## [Фрагмент текста]
»»

Дмитрий Лиханов, Артем Боровик с женой Вероникой Боровик-Хильчевской. Мадрид. Начало 90-х. Фото: Из личного архива

* * *

— Можешь назвать писателей, которые были твоими литературными маяками?

— Ты ведь знаешь, что мой отец — один из классиков советской юношеской литературы. Но этой литературой я еще в детстве переболел. Так что моими учителями в литературе, помимо отца, были писатели, чье творчество было ближе моему складу души. Некоторых я знал лично. Самый первый в этом списке — великий Габриэль Гарсиа Маркес, которого я впервые прочитал еще в конце семидесятых, а потом, в 1985-м, познакомился с ним в Москве. Мы долго говорили, и я признался, что вожделею его слогом, особенно в оригинале, теми образами, которые он создает своими фантазиями. Второй мой учитель — Виктор Петрович Астафьев. Он часто бывал в доме моих родителей, оставался ночевать, выпивал крепко не раз, и первую свою повесть я отправил ему в конце 70-х. Он прочел и прислал подробное письмо. Там были такие строки: «Я рад, что ты хочешь прикоснуться к литературе, но тебе надо больше работать, больше писать, больше думать о том, что ты пишешь». Он не сказал: «Дима, займись чем-нибудь другим!»

— Кого бы ты еще хотел назвать в этом ряду?

— Бунина, конечно. У меня был период, когда я каждый день глотал по нескольку его рассказов, пока не прочитал полное собрание сочинений. А недавно жена меня пристрастила к Набокову. Маша — больший любитель классической литературы, чем я, потому что она читала такие вещи, которые я не могу осилить, например, роман Джойса «Улисс» или «Петербург» Белого. Недавно мы были во Франции и специально заехали в Монтрё, где жил Набоков. Нам показали его номер в гостинице, где по-прежнему стоит его стол с чернильной кляксой в ящике. Шестнадцать лет он жил в этом отеле, в номере на шестом этаже. Сегодня одна ночь там обойдется в тысячу швейцарских франков. Как мне сказала одна ценительница Набокова, «девочка долго его кормила», имея в виду Лолиту. Конечно, самые большие деньги он сделал на этой книге, которая была абсолютно конъюнктурной, рассчитанной на скандал в американском и европейском истеблишменте. Потом мы с женой поехали на могилу писателя, прибрались там, полили кусты и оставили корзину желтых цветов.

««

## [Задание]
Пожалуйста, определите, соответствуют ли фрагменту текста выше утверждения (а), (б) и (в). На каждое ответьте «да» или «нет» и приведите точную цитату, которая это решает.
(а) Рассказчик познакомился с Маркесом в Москве в 1985 году.
(б) Набоков прожил в отеле в Монтрё десять лет.
(в) Рассказчик прочитал полное собрание сочинений Бунина.

## [Извлечённые данные]
»»

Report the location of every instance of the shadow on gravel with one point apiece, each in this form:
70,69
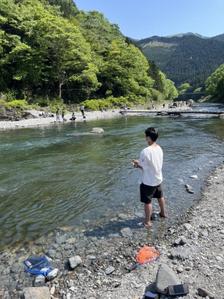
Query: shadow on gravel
114,227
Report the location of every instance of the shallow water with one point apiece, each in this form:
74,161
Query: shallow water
60,176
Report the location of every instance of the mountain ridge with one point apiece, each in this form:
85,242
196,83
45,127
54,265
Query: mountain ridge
185,57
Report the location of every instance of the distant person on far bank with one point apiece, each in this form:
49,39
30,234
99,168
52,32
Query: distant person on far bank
82,109
63,115
57,115
150,163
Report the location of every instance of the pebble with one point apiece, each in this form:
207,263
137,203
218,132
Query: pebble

««

## [Ответ]
(а) Да: «а потом, в 1985-м, познакомился с ним в Москве».
(б) Нет: «Шестнадцать лет он жил в этом отеле».
(в) Да: «пока не прочитал полное собрание сочинений».